Given request: Your task is to reproduce the material exactly.

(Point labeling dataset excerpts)
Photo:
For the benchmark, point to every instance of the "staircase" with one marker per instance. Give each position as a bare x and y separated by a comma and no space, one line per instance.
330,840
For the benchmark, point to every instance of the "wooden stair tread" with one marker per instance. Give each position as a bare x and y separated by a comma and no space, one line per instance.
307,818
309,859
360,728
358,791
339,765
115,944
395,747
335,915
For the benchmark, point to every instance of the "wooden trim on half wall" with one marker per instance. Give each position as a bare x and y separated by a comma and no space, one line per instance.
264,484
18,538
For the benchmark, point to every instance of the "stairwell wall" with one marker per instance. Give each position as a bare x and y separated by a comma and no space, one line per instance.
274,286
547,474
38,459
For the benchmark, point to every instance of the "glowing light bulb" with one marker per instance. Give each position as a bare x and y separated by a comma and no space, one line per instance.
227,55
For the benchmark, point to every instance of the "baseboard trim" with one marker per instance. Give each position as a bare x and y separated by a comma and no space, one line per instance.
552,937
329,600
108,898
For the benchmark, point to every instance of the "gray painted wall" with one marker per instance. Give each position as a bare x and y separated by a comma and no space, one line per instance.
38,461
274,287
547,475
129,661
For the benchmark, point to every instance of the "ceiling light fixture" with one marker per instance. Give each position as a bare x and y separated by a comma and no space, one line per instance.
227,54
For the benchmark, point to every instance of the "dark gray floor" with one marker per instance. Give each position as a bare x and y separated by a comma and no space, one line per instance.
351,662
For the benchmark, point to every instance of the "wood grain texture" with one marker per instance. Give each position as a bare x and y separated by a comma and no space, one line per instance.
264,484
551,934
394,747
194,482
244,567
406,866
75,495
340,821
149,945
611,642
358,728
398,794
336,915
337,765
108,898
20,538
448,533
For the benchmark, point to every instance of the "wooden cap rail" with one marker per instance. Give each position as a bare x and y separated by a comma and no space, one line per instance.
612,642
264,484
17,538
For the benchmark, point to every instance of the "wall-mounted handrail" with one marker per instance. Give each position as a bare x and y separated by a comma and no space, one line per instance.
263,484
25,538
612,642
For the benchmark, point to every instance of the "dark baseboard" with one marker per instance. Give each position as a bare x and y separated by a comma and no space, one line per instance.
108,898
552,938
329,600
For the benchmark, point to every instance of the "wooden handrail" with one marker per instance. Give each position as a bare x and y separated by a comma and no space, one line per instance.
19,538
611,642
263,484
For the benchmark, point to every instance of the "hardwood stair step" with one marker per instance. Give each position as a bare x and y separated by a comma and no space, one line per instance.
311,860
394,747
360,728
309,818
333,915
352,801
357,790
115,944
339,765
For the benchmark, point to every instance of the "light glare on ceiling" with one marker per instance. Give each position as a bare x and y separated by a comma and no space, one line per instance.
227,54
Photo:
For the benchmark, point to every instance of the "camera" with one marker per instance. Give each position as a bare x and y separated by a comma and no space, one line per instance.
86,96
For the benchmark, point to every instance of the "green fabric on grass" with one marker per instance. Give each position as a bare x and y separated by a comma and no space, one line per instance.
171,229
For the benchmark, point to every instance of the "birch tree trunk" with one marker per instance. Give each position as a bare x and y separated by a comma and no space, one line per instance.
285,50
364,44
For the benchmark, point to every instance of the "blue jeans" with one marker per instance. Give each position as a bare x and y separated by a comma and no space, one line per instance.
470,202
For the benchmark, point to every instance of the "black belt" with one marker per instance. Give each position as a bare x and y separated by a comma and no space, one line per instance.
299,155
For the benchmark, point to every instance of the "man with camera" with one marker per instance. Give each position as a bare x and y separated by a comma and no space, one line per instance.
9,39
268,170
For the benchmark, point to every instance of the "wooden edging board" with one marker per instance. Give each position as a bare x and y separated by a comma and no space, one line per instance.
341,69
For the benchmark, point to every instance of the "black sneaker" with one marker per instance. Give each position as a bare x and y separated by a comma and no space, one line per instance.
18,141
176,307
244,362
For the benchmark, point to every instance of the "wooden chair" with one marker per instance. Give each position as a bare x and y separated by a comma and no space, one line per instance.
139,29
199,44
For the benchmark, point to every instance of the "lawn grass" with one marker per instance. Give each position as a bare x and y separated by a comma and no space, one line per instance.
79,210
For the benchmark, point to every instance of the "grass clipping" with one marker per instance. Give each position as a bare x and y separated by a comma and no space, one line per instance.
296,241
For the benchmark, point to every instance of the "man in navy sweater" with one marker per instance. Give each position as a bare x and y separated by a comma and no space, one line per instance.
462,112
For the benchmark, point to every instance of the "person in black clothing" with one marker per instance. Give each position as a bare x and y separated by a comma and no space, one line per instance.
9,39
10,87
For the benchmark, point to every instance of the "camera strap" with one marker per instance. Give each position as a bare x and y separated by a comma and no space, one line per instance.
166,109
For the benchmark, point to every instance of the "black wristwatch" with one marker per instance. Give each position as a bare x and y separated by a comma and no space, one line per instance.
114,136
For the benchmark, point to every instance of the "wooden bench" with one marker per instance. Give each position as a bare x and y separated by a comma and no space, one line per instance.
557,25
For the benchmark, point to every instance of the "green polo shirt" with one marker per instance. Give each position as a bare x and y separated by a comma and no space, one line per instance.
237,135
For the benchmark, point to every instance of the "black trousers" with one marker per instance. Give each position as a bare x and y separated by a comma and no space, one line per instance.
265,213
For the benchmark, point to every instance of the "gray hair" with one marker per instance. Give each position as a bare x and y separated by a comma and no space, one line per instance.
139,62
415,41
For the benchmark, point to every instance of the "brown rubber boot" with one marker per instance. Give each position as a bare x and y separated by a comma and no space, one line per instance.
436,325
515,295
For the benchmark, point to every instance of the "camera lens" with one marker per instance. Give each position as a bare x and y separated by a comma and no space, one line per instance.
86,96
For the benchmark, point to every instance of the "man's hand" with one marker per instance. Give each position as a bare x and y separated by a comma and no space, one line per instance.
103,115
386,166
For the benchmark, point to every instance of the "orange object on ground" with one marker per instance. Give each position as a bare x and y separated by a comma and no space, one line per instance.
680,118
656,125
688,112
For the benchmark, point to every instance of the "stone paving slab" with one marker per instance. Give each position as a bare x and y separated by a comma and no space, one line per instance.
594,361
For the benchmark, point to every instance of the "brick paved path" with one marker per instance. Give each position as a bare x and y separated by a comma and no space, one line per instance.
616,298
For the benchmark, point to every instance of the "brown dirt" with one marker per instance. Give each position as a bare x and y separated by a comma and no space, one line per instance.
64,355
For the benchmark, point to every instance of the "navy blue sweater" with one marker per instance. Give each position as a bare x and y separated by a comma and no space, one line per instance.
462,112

Exercise result:
Photo:
For the benchmark, point to every instance of the "staircase" with one marker per instance. Give each position as a bare x and y separated by a comma and no space, one line per instance.
330,840
For the benchmark, point to every instance of the "wooden stair tread" with one marker per instance. Give each position as a bare x and y separated by a comma and no space, one line per instance.
307,818
309,859
360,728
358,791
339,765
115,944
395,747
335,915
For the benchmark, point to every instance of the "wooden trim on half wall" with one marker per instance. Give each position as a bare x and y separated by a comma and no space, one line per instance.
264,484
18,538
For the benchmark, point to every instance of the "stairwell wall" with one marker per instance. Give each position as a bare x and y separated by a comma and no space, one line per instance.
274,286
547,474
38,459
For the benchmark, point to every instance of the "glowing light bulb" with one marker per instance. Give each position as a bare x and y separated by a comma and no space, one line per instance.
227,55
For the benchmark, point to every instance of the "baseboard trim" with one marker per instance. Give each position as a bare x and y separated by a comma and no space, one line per instance.
552,937
329,600
108,898
For the benchmark, point to every instance of the "gray painted wall" with one marker per instance. Give each position as a bare x and y separated by a comma and no space, one line per instance.
38,461
274,287
547,475
129,661
For the benchmark, point to every instance of the "ceiling light fixture" with one marker per instance. Give each position as a bare x and y separated by a comma and no space, one line per instance.
227,54
For the benchmark, point to every instance of the "dark gray floor" with one marker per instance. Give each position as a bare x and y separated by a comma and no space, one line per instance.
351,662
For the benchmark, point to every instance of the "wood grain texture" with one marker per instance. Give each position as a bare x and y separated by a comma and no space, one line per instance.
264,484
551,934
394,747
194,482
244,567
406,866
75,495
340,821
149,945
611,642
358,728
398,794
336,915
337,765
108,898
20,538
448,533
For the benchmark, point to every instance of the "wooden cap rail" with one marker per instance. Give each position as a bare x and y separated by a comma and no space, one line per instance.
612,642
264,484
17,538
For the benchmark, point to every instance of the "wall-mounted handrail" with one marker per instance. Give each position as a bare x and y separated by a comma and no space, one line per instance.
263,484
25,538
612,642
For the benchmark, point to every instance of the "dark baseboard" with one marker per instance. Give each position as a bare x and y separated by a comma and no space, one line per instance.
108,898
552,938
329,600
For the benchmark, point to every instance of the "wooden handrail" with one marker per instance. Give each position as a bare x and y separated by a comma and no space, one line per instance.
19,538
611,642
263,484
For the benchmark, point to every instance of the "hardwood stair step" with one marker per instance. Give each position as a bare x and y separated by a comma and no space, one line per instance.
311,860
394,747
360,728
309,818
333,915
352,801
357,790
115,944
339,765
For the benchmark, point to every instance of the "light glare on ceiling" with one marker per instance. Give each position as a bare x and y separated by a comma and no space, one line per instance.
227,54
Photo:
For the benchmark, point to every instance of the "camera" with one marker per instance. Give each position as a bare x and y separated by a comma and no space, one line per instance.
86,96
For the benchmark, point to every instance of the "green fabric on grass" with one marker per instance. Give each position as a bare x and y separated by a comma and no space, one line per instance.
171,229
For the benchmark, point to every instance of the "birch tree trunk" with one marker per instance. Give each position as a bare x and y separated by a comma and no space, one line per instance.
285,50
364,44
For the benchmark, point to every instance of the "blue jeans" with one marker per instance. Give each position as a bare x and y separated by a comma and no space, one line per instance.
470,202
For the benchmark, point to every instance of the "black belt" with one marker per instance. Give each position as a bare x and y separated by a comma and no space, one line per instance.
299,155
For the benchmark, point to every instance of the "man with camera" with one marker per instance. Give each position as a bare x and y separated by a comma and no space, one line per instance.
9,39
268,170
For the benchmark, point to every instance of the "wooden edging board" with one marker per instance. Give each position as a bare x and y separated by a comma and no space, one line per instance.
341,69
For the benchmark, point to every instance of the "black sneaker" with one marker per instance. Give each position as a bare x and y separated by a comma and no space, one line per instance.
18,141
176,307
244,362
For the benchmark, point to every instance of the "wooden chair" with one marker per instance. Give each position as a bare x and y separated by a comma and no space, one line per instance.
139,29
199,44
For the benchmark, point to every instance of the "lawn grass" with one marker per instance. Give each position as a bare x and y separated by a comma and no space, one line per instance.
79,210
For the benchmark, point to every instance of the "grass clipping" with one marker per instance. Give each position as a bare x and y separated by a comma and no space, one line per instance.
296,241
For the benchmark, point to every instance of the "man in navy sweater" with one marker per instance. Give each position as a bare x and y separated by a comma and no space, one line per instance.
462,112
For the benchmark, point to every instance of the "person in black clothing" with one marker per instance. Give each position as a bare x and y separated by a comma and no space, one line per instance.
9,39
10,87
For the benchmark, point to every instance of the "camera strap" with one marker per instance. Give each position as a bare x and y separated by a comma and no space, one line per instance.
166,109
For the benchmark, point to every instance of the "black wristwatch" with one marker per instance. Give each position as a bare x and y separated by a comma and no space, one line per instance.
114,136
For the benchmark, point to every instance of the "wooden bench" with one marker per instance. Give each position as a bare x and y separated by a comma and no space, one line per instance.
557,25
For the benchmark, point to every instance of the "green polo shirt" with one marker per instance. Give each position as a bare x and y separated by a comma and no space, one line per instance.
237,135
For the benchmark, point to every instance of the "black trousers" with one marker per instance. Give each position as a bare x and y separated by a comma and no space, one line per instance.
265,213
For the benchmark, point to every instance of the "gray hair" with one marker per instance. Give each position as a bare x and y separated by a comma and no space, one line per instance.
139,62
415,41
For the benchmark, point to every instance of the "brown rubber boot" with one marker per instance. Give each position as a bare x and y separated by a comma and no space, one line per instance.
436,325
515,295
For the benchmark, point to every instance of the "camera lens" with one marker per instance. Give each position as a bare x and y separated by a comma and no space, one line per instance.
86,96
For the benchmark, point to every instance of the "man's hand" with one marker per instance. Give each position as a bare x and y separated by a comma and no space, one line per instance.
103,115
386,166
For the benchmark, point to every instance of the "orange object on ground" with one marker per instance. Give each position as a bare x and y separated by a comma and no space, one line per instance.
680,118
656,125
688,112
For the benchmark, point to every instance of the "stone paving slab" with one marker per instance. Give each position as a bare x and y separated by a comma and no space, one line per instance.
594,361
For the benchmark, point to every instance of the "brick paved path" with one marker per instance. Give each position as a bare x and y separated by a comma and no space, one line per instance.
616,298
For the benchmark, point to every instance of the "brown dirt" with one marker per instance. Give each position as a bare x and y separated by a comma and no space, one line per instance.
64,355
For the benchmark, point to every instance of the "navy blue sweater" with one marker per instance. Give each position as a bare x and y separated by a comma and no space, one line per instance.
462,112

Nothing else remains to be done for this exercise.